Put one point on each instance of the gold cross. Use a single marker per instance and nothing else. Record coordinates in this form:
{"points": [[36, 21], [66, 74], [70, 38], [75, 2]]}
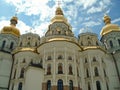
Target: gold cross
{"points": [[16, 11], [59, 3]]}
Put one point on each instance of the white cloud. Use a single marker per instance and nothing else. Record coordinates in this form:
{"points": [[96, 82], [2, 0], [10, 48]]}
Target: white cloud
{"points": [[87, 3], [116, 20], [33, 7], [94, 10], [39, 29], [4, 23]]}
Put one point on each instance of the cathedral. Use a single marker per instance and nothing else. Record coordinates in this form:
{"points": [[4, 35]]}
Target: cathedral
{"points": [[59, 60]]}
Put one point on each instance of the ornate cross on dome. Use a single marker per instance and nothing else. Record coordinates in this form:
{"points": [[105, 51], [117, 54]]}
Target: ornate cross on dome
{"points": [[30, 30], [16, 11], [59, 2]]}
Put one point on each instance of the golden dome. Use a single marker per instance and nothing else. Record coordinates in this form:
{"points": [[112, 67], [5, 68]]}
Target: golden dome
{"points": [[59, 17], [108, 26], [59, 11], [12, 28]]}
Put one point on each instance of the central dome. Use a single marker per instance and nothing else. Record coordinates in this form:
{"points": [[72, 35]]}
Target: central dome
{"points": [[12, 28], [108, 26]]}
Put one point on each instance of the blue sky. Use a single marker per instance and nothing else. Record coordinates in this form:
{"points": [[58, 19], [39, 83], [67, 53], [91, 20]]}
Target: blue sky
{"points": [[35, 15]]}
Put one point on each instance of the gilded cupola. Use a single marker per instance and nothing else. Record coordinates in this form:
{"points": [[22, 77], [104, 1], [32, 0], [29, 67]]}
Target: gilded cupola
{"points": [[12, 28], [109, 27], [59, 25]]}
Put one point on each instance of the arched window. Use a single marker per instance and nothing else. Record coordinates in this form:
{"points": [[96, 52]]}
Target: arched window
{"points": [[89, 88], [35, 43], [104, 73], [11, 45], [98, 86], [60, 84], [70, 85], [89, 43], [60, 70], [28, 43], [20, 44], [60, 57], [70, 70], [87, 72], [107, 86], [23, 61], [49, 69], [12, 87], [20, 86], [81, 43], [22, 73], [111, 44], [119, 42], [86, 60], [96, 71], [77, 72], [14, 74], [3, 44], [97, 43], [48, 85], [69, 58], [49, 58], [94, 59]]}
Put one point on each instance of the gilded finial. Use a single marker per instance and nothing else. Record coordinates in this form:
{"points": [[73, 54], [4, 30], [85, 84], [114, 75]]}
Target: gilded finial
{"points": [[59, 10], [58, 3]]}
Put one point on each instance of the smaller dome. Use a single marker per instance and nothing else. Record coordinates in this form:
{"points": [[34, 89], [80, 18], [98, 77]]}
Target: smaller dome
...
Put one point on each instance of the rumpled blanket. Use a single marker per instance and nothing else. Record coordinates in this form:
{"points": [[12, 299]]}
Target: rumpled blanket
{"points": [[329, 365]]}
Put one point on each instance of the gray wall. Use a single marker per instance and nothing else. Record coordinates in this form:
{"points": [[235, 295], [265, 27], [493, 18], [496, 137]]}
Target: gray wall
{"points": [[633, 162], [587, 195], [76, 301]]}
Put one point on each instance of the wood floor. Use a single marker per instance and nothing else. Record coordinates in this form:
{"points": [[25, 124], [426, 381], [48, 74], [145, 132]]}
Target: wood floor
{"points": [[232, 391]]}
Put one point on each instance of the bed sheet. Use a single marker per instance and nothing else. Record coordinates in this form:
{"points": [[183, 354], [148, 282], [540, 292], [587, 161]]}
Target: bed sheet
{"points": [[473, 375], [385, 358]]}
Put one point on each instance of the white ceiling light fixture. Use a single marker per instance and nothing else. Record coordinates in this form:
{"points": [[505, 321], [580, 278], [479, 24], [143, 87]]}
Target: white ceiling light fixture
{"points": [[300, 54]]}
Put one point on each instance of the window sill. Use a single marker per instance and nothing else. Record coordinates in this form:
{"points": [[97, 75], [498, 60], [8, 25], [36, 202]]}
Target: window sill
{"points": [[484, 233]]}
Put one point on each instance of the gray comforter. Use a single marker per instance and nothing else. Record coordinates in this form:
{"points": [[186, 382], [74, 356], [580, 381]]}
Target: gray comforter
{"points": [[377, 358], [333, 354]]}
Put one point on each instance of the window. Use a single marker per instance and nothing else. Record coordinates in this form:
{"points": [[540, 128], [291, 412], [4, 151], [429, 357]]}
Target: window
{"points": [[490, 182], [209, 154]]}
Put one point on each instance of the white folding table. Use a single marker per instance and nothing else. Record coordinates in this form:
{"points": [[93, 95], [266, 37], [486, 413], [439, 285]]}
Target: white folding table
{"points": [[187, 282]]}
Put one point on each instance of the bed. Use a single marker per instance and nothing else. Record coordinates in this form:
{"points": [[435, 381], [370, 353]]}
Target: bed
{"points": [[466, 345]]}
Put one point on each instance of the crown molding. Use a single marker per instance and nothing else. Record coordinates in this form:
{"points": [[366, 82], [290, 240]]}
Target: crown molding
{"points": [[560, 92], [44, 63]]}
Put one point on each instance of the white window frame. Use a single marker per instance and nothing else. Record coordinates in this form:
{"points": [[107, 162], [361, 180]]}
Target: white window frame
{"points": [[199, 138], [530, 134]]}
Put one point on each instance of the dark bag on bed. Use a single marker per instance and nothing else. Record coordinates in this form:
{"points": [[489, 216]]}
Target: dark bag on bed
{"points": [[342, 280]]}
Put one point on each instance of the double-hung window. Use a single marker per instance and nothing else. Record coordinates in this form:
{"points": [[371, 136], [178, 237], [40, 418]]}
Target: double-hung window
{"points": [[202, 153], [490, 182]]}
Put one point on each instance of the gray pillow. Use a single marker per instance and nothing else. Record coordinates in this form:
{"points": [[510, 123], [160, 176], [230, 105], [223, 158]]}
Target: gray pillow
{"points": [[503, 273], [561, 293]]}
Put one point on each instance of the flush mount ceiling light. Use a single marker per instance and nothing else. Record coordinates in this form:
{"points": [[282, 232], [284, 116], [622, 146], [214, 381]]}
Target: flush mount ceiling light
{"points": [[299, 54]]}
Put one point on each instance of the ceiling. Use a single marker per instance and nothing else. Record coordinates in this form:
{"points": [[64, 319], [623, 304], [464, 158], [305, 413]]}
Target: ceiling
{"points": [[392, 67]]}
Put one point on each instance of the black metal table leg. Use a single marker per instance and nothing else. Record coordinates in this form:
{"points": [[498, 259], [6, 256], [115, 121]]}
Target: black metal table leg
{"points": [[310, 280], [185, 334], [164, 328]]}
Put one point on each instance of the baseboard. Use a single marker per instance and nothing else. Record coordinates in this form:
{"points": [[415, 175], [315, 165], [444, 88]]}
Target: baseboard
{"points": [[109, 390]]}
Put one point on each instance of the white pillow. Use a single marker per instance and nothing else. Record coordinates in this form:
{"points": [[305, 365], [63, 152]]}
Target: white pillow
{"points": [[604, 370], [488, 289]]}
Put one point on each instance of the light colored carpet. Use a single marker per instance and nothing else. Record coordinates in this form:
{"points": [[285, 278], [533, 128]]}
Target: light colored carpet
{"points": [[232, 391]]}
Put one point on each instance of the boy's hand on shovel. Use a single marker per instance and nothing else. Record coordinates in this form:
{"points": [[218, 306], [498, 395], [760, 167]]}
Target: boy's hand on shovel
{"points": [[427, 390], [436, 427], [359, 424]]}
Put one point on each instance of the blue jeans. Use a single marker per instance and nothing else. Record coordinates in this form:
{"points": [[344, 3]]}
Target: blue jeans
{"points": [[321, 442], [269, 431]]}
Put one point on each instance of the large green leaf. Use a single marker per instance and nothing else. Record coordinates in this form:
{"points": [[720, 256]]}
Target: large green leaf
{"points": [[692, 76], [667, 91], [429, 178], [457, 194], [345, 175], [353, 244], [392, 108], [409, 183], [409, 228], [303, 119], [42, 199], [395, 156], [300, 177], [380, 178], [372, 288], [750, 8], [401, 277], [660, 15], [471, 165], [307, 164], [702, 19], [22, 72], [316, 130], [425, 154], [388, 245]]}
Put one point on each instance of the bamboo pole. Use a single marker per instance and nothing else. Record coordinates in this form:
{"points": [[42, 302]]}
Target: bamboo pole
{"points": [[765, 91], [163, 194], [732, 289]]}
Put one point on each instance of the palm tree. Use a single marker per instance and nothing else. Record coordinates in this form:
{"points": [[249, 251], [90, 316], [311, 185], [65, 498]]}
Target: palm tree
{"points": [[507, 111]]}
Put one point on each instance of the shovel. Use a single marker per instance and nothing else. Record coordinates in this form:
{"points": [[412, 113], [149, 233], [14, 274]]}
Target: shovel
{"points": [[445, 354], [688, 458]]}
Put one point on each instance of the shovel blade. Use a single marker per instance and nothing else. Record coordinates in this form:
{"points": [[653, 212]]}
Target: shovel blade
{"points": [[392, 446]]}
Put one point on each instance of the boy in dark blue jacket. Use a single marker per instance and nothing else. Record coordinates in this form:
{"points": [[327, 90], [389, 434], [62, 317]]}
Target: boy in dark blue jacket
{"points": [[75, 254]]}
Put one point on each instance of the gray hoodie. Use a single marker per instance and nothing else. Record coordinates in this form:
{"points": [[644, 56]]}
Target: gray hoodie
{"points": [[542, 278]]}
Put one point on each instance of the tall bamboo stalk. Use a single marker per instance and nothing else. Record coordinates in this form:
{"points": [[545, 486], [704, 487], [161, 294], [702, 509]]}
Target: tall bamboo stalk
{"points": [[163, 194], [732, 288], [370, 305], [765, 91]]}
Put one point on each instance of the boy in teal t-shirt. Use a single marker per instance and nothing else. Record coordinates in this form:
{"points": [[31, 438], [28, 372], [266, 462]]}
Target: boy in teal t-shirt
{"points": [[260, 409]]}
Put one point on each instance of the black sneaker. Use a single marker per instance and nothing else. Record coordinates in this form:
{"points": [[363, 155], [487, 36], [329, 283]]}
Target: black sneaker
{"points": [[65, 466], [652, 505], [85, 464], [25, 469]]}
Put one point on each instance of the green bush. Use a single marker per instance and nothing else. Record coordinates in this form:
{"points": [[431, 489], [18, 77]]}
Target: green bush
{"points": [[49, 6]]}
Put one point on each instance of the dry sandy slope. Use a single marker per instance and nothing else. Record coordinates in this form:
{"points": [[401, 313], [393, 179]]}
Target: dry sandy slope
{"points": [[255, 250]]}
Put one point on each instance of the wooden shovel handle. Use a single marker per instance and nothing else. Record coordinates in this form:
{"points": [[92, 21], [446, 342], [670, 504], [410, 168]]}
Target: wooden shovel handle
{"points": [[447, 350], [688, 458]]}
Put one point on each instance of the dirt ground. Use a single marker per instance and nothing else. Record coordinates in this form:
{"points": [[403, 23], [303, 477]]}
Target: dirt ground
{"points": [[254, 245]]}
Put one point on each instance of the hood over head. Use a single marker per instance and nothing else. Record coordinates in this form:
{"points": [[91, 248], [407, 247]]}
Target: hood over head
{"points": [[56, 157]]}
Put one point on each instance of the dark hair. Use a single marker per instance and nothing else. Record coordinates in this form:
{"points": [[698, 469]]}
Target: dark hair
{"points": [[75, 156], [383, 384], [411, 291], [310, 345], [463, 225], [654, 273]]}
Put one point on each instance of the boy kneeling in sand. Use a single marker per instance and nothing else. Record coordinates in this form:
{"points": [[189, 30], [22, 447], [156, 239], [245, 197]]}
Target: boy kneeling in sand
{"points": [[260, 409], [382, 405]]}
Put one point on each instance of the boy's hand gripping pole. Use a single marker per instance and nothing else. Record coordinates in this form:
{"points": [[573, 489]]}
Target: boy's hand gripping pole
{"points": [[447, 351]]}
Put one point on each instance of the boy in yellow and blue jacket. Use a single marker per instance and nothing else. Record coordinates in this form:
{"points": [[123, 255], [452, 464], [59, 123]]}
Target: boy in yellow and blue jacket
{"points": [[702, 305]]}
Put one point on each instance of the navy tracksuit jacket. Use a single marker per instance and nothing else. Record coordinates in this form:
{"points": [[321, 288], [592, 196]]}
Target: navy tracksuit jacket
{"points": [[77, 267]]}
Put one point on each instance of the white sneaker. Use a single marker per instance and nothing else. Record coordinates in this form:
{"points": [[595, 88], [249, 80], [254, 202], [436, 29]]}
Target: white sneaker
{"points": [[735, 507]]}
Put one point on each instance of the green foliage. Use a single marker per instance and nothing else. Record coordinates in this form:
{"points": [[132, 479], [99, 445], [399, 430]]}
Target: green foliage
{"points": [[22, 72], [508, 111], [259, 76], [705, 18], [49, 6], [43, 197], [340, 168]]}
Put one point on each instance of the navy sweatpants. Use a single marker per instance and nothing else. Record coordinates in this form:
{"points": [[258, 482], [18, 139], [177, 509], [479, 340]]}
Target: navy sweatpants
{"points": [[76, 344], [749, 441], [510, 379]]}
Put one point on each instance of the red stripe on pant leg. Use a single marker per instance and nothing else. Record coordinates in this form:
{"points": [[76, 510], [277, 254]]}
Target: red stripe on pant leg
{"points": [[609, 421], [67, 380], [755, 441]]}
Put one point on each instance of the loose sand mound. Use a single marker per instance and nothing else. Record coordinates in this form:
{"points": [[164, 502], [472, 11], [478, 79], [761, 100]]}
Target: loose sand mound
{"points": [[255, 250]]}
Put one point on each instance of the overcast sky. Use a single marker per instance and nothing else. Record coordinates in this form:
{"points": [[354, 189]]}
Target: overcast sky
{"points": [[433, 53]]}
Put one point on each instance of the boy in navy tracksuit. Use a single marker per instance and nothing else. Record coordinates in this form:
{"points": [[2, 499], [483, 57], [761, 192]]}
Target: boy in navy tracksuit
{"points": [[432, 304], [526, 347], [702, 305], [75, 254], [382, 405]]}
...
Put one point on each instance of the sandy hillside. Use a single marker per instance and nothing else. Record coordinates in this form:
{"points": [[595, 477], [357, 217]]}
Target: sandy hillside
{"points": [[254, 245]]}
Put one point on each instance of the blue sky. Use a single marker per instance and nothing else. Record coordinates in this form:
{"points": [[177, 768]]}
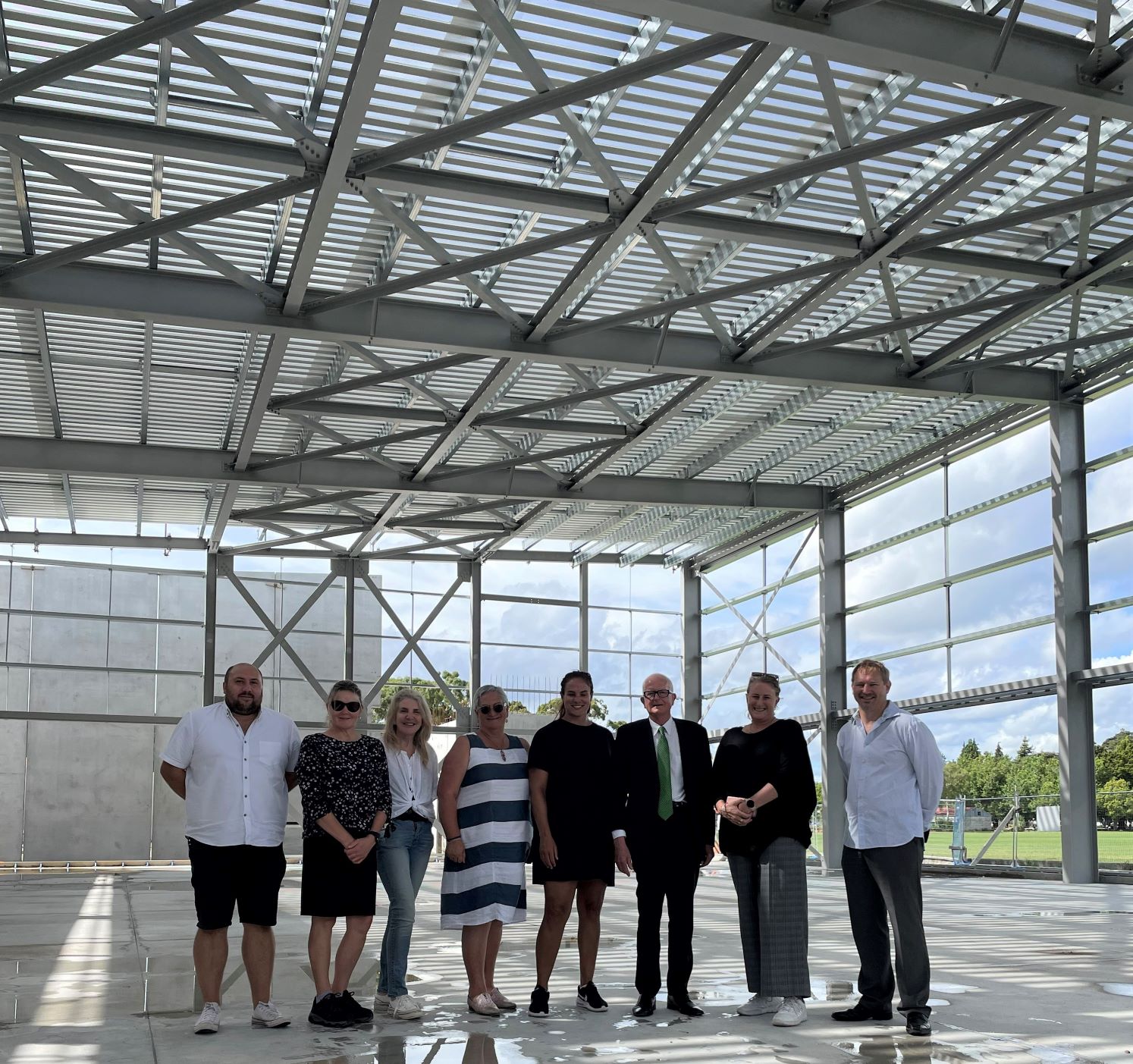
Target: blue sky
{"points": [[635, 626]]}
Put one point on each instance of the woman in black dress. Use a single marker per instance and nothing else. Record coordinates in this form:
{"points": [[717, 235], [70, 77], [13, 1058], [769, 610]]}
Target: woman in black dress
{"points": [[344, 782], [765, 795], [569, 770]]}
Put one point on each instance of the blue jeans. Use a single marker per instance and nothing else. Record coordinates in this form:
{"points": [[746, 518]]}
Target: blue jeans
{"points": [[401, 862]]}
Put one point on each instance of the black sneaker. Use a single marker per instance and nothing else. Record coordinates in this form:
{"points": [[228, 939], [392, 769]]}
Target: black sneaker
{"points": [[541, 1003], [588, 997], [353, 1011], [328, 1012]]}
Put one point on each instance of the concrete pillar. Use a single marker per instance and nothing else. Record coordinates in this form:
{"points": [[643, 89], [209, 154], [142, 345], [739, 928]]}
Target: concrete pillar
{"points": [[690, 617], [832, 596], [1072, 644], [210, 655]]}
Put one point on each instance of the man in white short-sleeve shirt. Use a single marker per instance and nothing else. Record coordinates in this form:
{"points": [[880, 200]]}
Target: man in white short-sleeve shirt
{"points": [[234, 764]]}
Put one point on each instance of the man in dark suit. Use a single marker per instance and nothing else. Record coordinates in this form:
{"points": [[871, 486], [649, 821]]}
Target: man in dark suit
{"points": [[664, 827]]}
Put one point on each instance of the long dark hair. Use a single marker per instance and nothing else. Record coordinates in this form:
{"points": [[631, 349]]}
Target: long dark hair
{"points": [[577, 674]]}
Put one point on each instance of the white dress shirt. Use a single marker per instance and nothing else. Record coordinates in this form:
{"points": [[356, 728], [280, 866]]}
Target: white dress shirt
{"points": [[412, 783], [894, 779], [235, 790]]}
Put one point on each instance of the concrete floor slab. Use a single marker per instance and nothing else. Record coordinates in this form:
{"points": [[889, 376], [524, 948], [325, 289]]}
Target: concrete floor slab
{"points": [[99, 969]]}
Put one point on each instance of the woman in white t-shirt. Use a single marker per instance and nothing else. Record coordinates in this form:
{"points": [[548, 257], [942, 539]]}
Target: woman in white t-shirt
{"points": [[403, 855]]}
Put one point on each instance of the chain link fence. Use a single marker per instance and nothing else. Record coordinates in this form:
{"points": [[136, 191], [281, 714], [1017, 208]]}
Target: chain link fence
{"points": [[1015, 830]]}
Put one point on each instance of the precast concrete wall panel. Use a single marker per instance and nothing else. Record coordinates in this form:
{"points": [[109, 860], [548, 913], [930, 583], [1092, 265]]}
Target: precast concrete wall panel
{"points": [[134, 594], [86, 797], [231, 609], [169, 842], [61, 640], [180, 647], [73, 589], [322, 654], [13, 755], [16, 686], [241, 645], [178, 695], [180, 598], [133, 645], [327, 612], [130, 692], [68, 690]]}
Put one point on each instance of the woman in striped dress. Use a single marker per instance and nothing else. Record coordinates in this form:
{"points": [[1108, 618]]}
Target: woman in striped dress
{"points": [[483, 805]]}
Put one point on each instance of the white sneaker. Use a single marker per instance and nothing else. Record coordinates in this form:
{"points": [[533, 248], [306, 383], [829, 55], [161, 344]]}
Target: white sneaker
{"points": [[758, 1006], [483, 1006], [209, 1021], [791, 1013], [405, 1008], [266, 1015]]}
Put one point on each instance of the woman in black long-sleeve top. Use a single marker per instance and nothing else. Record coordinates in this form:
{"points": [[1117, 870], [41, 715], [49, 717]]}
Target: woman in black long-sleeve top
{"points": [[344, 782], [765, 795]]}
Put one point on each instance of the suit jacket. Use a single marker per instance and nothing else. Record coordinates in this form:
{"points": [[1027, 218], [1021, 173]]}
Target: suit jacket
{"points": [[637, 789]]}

__WORK TO COMPLETE__
Each line of the data that holds "smaller" should be reported.

__ANSWER FOR THIS EXERCISE__
Put one point on each instance of the smaller dome. Use a single marker per instance and nothing else. Record coordinates in this form:
Target: smaller dome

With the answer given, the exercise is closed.